### WHAT YOU HAVE TO DO:
Every entry below should be printed exactly.
DATA TO PROCESS Block Start
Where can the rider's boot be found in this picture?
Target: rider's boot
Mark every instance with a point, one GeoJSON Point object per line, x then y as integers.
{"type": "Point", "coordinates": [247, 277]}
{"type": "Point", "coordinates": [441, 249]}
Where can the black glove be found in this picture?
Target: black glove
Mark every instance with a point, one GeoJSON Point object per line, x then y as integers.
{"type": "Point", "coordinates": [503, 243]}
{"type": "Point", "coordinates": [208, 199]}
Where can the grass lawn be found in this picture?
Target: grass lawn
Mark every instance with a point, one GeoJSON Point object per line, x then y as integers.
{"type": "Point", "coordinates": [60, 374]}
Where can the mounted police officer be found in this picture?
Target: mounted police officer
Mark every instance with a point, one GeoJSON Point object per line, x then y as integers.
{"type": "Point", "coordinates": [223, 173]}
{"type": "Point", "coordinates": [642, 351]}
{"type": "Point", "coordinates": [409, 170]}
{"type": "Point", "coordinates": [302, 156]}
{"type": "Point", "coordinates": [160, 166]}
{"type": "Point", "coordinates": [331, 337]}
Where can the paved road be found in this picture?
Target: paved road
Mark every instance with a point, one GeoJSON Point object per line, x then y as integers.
DATA TO PROCESS Block End
### ANSWER FOR THE TASK:
Where can the rider's boot be found in this picture?
Target: rider's boot
Mark every instance with a point, one GeoJSON Point object per line, x then y as integers.
{"type": "Point", "coordinates": [247, 277]}
{"type": "Point", "coordinates": [441, 249]}
Where can the black glove be found in this picture?
Target: black glove
Mark every instance with a point, one GeoJSON Point object per line, x then y as integers.
{"type": "Point", "coordinates": [503, 243]}
{"type": "Point", "coordinates": [208, 199]}
Where can the grass lawn be found in this picture?
Target: grass lawn
Mark every instance with a point, one GeoJSON Point object per line, x then y as integers.
{"type": "Point", "coordinates": [60, 374]}
Where can the mounted police officer be found in this picture?
Target: mounted police officer
Mark every instance with a point, one GeoJSON Point object per line, x then y as integers.
{"type": "Point", "coordinates": [223, 173]}
{"type": "Point", "coordinates": [642, 351]}
{"type": "Point", "coordinates": [409, 170]}
{"type": "Point", "coordinates": [302, 156]}
{"type": "Point", "coordinates": [160, 166]}
{"type": "Point", "coordinates": [331, 337]}
Where can the paved road be found in this picture?
Target: paved road
Mark every instance with a point, one GeoJSON Point object per line, x then y as integers.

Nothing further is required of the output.